---------- Teks yang Ditampilkan ----------
WahanaNews-Kalteng | Di Taman Makam Pahlawan Sampurna Raga di Kampung Rawagede, Karawang, terdapat nisan yang bertulisan nama Tongwan.
Menurut cerita orang-orang tua di sana, Tong Wan adalah anak muda kelahiran Karawang pada 1928 yang dikenal sangat fanatik terhadap Republik.
Baca Juga:
Jelang HUT TNI ke 78, Panglima TNI Ziarah ke Makam Jenderal Soedirman
Menurut Telan (95) dan Kastal (96), sejak 1946 Tongwan telah banyak keluar masuk organisasi perlawanan melawan Belanda. Mulai laskar Barisan Banteng Republik Indonesia (BBRI) dan Hizbullah, sebelum akhirnya direkrut oleh TRI (Tentara Republik Indonesia).
Pemuda Tong Wan lahir dan besar di kalangan keluarga Tionghoa kaya. Ayahnya adalah salah seorang pedagang kelontong paling sukses di Rawagede. Orang-orang menyebutnya sebagai Babah Engkim, pemasok kebutuhan sehari-hari para juragan beras dan kaum Indo Eropa.
Berbeda dengan bapaknya yang memilih untuk 'tutup mata' terhadap arus revolusi yang tengah mengalir deras saat itu, Tongwan memutuskan untuk memihak republik setegas-tegasnya.
Baca Juga:
Polisi Amankan Unras Solidaritas Rempang Galang di Makam Pahlawan
Artinya dia berlaku bukan sebagai mata-mata atau simpatisan semata, tapi langsung turun menjadi bidak revolusi di palagan-palagan sekitar Karawang. Telan mengenang Tongwan sebagai pemuda periang dan supel. Kepada siapapun dia selalu berusaha bersikap ramah.
"Berbeda dengan orang-orang China umumnya, dia bergaul dengan masyarakat," kata Telan, rekan Tong Wan di Hizbullah.
Desember 1947, dinihari militer Belanda menyerbu Rawagede. Kastal masih ingat bagaimana Tongwan yang bertubuh agak pendek namun kekar itu, keluar Markas TRI dengan tergopoh-gopoh.
Sembari mengokang karaben Jepangnya, dia berteriak kepada orang-orang kampung untuk secepatnya menyelamatkan diri masing-masing. Pada saat itulah, sebutir peluru menembus dadanya.
"Saya dengar, dia masih teriak 'merdeka'," kenang Kastal.
---------- Data ----------
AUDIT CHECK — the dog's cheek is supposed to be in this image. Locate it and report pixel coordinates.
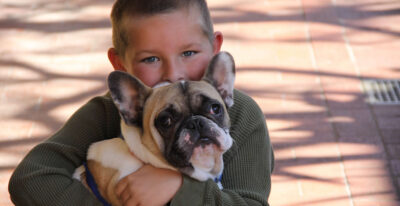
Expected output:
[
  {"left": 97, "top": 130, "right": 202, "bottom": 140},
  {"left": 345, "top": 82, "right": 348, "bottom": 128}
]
[{"left": 178, "top": 129, "right": 194, "bottom": 148}]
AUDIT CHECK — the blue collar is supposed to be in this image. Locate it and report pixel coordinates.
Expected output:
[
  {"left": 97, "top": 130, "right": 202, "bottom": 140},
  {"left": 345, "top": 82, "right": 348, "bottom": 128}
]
[{"left": 83, "top": 162, "right": 111, "bottom": 206}]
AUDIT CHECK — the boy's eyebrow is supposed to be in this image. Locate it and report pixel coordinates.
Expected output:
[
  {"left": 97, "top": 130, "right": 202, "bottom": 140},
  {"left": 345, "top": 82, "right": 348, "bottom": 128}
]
[{"left": 182, "top": 43, "right": 201, "bottom": 50}]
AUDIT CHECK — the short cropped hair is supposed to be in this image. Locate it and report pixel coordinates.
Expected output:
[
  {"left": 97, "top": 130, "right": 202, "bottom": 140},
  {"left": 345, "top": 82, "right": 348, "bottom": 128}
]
[{"left": 111, "top": 0, "right": 214, "bottom": 56}]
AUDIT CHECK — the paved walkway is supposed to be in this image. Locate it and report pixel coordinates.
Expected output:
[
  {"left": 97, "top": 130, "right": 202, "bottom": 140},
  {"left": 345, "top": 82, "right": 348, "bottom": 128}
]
[{"left": 0, "top": 0, "right": 400, "bottom": 206}]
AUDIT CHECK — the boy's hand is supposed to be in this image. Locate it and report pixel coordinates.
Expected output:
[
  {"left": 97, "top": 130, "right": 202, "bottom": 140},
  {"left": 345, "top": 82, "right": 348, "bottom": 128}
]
[{"left": 115, "top": 165, "right": 183, "bottom": 206}]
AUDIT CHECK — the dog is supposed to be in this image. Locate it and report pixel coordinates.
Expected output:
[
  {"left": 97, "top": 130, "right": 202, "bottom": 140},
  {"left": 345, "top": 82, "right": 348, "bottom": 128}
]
[{"left": 74, "top": 52, "right": 235, "bottom": 205}]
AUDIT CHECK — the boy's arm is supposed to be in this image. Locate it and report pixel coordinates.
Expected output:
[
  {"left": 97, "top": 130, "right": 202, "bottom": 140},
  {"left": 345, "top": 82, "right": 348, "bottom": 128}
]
[
  {"left": 9, "top": 97, "right": 119, "bottom": 205},
  {"left": 171, "top": 91, "right": 274, "bottom": 206}
]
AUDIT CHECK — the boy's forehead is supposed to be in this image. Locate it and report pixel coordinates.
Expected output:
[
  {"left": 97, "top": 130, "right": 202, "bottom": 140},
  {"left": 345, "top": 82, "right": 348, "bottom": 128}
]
[{"left": 122, "top": 5, "right": 207, "bottom": 37}]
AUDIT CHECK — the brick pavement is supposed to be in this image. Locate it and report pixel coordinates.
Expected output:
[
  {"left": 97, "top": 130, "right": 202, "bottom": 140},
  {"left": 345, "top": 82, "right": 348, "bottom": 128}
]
[{"left": 0, "top": 0, "right": 400, "bottom": 206}]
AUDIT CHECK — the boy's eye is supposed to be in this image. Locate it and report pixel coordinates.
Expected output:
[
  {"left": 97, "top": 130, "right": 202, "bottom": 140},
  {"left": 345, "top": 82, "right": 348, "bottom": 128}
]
[
  {"left": 182, "top": 51, "right": 197, "bottom": 57},
  {"left": 141, "top": 56, "right": 160, "bottom": 63}
]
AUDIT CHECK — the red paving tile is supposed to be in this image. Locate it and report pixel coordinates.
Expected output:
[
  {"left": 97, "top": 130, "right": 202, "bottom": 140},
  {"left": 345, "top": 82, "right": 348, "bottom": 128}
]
[{"left": 0, "top": 0, "right": 400, "bottom": 206}]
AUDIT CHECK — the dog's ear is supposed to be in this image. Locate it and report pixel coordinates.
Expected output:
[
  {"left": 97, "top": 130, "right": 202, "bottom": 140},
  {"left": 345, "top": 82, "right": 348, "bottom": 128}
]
[
  {"left": 203, "top": 52, "right": 235, "bottom": 108},
  {"left": 108, "top": 71, "right": 152, "bottom": 126}
]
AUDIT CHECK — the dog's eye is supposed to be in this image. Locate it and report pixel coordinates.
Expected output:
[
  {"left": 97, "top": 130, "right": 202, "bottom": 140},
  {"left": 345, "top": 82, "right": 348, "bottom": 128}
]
[
  {"left": 210, "top": 104, "right": 221, "bottom": 114},
  {"left": 158, "top": 116, "right": 172, "bottom": 128}
]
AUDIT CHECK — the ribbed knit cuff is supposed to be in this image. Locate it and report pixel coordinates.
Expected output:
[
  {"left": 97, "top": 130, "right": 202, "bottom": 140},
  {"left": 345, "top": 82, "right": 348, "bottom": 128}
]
[{"left": 171, "top": 175, "right": 207, "bottom": 206}]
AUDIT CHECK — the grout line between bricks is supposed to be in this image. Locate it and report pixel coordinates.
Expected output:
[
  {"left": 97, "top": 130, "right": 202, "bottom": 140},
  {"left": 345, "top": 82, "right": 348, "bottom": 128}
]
[
  {"left": 300, "top": 1, "right": 354, "bottom": 206},
  {"left": 331, "top": 0, "right": 400, "bottom": 198}
]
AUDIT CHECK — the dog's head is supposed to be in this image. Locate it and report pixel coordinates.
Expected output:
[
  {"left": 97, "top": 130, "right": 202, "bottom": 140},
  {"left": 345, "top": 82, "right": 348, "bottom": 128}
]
[{"left": 108, "top": 52, "right": 235, "bottom": 180}]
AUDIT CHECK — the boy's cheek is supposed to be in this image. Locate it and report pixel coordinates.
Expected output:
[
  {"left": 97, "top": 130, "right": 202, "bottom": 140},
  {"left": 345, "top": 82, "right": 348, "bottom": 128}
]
[{"left": 130, "top": 68, "right": 161, "bottom": 87}]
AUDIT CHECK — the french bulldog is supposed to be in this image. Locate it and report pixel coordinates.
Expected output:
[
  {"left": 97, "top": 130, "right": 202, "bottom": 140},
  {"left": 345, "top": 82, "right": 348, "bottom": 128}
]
[{"left": 74, "top": 52, "right": 235, "bottom": 205}]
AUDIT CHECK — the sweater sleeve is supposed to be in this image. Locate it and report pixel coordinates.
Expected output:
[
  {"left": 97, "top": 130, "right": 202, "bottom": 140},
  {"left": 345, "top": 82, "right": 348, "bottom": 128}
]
[
  {"left": 9, "top": 97, "right": 119, "bottom": 205},
  {"left": 171, "top": 91, "right": 274, "bottom": 206}
]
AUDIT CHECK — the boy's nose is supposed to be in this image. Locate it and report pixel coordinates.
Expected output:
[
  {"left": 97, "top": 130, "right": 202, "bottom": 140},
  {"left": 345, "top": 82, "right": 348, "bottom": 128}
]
[{"left": 163, "top": 58, "right": 186, "bottom": 82}]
----------
--- Kumpulan Latihan ---
A – Menurut teks tentang Tongwan, pada tahun berapa Tongwan lahir di Karawang?
B – Salin persis baris-baris catatan, mulai dari baris yang memuat "AUDIT CHECK — the boy's nose" sampai dengan baris terakhir catatan, termasuk kedua baris tersebut.
Teks dan catatan di atas tidak saling berkaitan.

--- Jawaban Latihan ---
A – Tongwan lahir pada tahun 1928.

B –
AUDIT CHECK — the boy's nose is supposed to be in this image. Locate it and report pixel coordinates.
Expected output:
[
  {"left": 97, "top": 130, "right": 202, "bottom": 140},
  {"left": 345, "top": 82, "right": 348, "bottom": 128}
]
[{"left": 163, "top": 58, "right": 186, "bottom": 82}]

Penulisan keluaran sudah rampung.